-- WHAT IS REQUIRED --
Please extract the whole text about anxiety below, reproducing it word for word.

-- READING TEXT --
BEGIN

Thursday, January 7, 2010

My anxiety

I feel so relaxed today, deep in my body, that a quick scan of the past doesn't turn up a comparison. Better than Valium, I think. Better than the phenobarbital I was given at one time for irritable bowel syndrome - that's when your gut can't stand the way you're living or, maybe, who you're living with. A relaxation as good as what I used to feel after doing yin yoga with Kit. That good.

The source of this peace and freedom from anxiety seems to be getting good lab results yesterday. Of the various things they check in my blood every month, two figures stand out: hemoglobin and eGFR. Hg is easy, red blood cells. My poor little kidneys are still producing enough of the hormone that makes them, no downward slide since the last test. Good news.

eGFR is something you probably don't know about unless your kidneys are failing - a number arrived at from plugging your creatinine into a formula. The number indicates about what percentage of kidneys you have left. Mine went up from 8 to 9 this month, not down. What a relief! (What is the new punctuation mark we're going to get that is a quiet sort of exclamation? I imagine the kids, texting, are going to invent it.) It means I don't have to get serious this month about preparing for dialysis.

Peace. It's wonderful. Wouldn't you think that 12-plus years meditating would make it possible for a person to call it forth at any time? I would have thought that, but it turns out not to be true in my case.

Americans underrate Karma, in my opinion. I mean, the reality that our personal will is not in charge, that a great many causes go into making us act the way we do. I wonder, if I had an identical twin turn up, would she be like me in myriad small ways? A person who tends to throw her clothes down instead of hanging them up, say. Or who has to try hard to be punctual. Who gets anxious about things when being anxious doesn't help a bit.

END

-- SUPPLIED INFORMATION --
BEGIN

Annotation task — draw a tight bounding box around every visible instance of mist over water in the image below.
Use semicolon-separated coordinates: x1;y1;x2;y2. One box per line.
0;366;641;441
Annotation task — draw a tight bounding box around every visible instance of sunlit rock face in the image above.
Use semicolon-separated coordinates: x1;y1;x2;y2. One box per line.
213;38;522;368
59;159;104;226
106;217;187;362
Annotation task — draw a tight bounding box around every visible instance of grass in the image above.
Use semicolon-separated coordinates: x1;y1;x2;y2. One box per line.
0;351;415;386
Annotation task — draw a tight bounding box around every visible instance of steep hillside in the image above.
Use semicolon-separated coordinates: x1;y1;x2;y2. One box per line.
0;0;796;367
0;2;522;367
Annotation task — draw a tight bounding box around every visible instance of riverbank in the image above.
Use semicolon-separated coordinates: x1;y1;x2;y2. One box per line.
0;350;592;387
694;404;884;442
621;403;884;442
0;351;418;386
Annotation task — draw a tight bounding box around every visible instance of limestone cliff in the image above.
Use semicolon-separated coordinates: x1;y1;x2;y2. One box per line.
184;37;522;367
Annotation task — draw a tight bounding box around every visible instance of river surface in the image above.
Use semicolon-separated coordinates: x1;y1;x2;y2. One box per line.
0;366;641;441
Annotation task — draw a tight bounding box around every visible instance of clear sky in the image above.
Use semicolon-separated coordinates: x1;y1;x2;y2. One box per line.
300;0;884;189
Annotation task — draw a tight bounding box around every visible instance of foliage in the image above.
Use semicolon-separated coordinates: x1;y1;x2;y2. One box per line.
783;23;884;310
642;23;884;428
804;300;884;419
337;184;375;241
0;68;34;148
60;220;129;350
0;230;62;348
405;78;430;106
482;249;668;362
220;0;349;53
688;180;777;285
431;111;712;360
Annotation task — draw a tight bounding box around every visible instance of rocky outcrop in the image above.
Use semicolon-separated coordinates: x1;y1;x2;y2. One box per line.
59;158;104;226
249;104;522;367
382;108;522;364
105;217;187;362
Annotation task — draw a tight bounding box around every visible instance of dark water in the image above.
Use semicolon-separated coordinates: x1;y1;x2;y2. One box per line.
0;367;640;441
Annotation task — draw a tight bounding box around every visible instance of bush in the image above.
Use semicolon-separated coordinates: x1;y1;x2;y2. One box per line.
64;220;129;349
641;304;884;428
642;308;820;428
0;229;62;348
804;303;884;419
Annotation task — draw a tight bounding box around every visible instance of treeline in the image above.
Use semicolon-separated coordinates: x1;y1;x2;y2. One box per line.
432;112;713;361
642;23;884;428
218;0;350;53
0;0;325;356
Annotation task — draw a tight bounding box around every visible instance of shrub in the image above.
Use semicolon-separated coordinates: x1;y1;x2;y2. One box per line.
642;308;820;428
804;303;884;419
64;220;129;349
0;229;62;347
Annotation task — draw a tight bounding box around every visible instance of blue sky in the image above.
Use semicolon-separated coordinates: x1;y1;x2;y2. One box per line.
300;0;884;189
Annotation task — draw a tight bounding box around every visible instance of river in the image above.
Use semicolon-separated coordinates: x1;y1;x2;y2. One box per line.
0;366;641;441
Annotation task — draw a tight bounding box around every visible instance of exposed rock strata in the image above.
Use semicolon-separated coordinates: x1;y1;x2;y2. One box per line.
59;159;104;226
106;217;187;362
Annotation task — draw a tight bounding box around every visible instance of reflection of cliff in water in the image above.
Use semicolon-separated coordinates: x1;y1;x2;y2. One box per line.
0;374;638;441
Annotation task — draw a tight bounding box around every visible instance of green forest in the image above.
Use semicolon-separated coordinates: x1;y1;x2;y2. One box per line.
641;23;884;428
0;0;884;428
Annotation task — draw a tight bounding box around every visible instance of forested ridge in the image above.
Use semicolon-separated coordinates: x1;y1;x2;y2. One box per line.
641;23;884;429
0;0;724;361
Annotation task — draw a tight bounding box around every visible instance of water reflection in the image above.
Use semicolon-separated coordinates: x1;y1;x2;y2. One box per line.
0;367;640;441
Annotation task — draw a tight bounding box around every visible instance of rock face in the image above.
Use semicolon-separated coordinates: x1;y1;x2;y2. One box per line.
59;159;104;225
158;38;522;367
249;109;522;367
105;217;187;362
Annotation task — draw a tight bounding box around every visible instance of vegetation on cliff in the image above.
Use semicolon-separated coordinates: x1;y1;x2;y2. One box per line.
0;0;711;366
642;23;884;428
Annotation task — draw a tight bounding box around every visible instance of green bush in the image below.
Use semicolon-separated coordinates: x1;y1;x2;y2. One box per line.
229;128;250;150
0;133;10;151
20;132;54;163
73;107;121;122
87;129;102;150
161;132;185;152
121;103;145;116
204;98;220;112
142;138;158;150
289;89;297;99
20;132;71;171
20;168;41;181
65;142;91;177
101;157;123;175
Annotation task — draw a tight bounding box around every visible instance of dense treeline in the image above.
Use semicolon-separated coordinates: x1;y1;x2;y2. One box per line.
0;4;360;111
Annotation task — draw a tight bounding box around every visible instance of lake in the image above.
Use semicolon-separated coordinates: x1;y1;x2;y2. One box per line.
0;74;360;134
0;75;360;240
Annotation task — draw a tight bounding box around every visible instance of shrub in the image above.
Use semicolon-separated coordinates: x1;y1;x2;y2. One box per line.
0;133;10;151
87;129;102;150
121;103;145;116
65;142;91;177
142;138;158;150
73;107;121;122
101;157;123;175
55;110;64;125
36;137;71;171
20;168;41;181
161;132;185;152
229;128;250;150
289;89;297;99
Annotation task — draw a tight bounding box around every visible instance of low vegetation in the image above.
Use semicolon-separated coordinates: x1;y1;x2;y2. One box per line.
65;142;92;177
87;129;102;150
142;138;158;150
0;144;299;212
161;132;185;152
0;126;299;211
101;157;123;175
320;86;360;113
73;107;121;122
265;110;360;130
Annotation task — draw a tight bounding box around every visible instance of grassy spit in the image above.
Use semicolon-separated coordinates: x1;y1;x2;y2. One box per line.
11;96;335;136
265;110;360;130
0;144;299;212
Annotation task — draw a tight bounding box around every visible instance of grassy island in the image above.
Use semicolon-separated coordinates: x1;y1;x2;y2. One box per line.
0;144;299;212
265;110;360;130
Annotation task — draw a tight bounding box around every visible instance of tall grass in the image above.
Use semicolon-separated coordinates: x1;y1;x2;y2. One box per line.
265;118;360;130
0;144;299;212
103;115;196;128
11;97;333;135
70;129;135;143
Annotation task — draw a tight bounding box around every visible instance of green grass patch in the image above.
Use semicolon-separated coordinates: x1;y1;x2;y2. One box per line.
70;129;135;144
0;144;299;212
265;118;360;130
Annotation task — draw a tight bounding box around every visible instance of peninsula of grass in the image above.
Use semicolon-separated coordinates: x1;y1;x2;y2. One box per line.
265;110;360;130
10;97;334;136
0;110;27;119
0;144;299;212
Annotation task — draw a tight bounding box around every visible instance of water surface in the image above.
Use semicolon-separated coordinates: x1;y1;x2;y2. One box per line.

END

-- TASK OUTPUT --
Thursday, January 7, 2010

My anxiety

I feel so relaxed today, deep in my body, that a quick scan of the past doesn't turn up a comparison. Better than Valium, I think. Better than the phenobarbital I was given at one time for irritable bowel syndrome - that's when your gut can't stand the way you're living or, maybe, who you're living with. A relaxation as good as what I used to feel after doing yin yoga with Kit. That good.

The source of this peace and freedom from anxiety seems to be getting good lab results yesterday. Of the various things they check in my blood every month, two figures stand out: hemoglobin and eGFR. Hg is easy, red blood cells. My poor little kidneys are still producing enough of the hormone that makes them, no downward slide since the last test. Good news.

eGFR is something you probably don't know about unless your kidneys are failing - a number arrived at from plugging your creatinine into a formula. The number indicates about what percentage of kidneys you have left. Mine went up from 8 to 9 this month, not down. What a relief! (What is the new punctuation mark we're going to get that is a quiet sort of exclamation? I imagine the kids, texting, are going to invent it.) It means I don't have to get serious this month about preparing for dialysis.

Peace. It's wonderful. Wouldn't you think that 12-plus years meditating would make it possible for a person to call it forth at any time? I would have thought that, but it turns out not to be true in my case.

Americans underrate Karma, in my opinion. I mean, the reality that our personal will is not in charge, that a great many causes go into making us act the way we do. I wonder, if I had an identical twin turn up, would she be like me in myriad small ways? A person who tends to throw her clothes down instead of hanging them up, say. Or who has to try hard to be punctual. Who gets anxious about things when being anxious doesn't help a bit.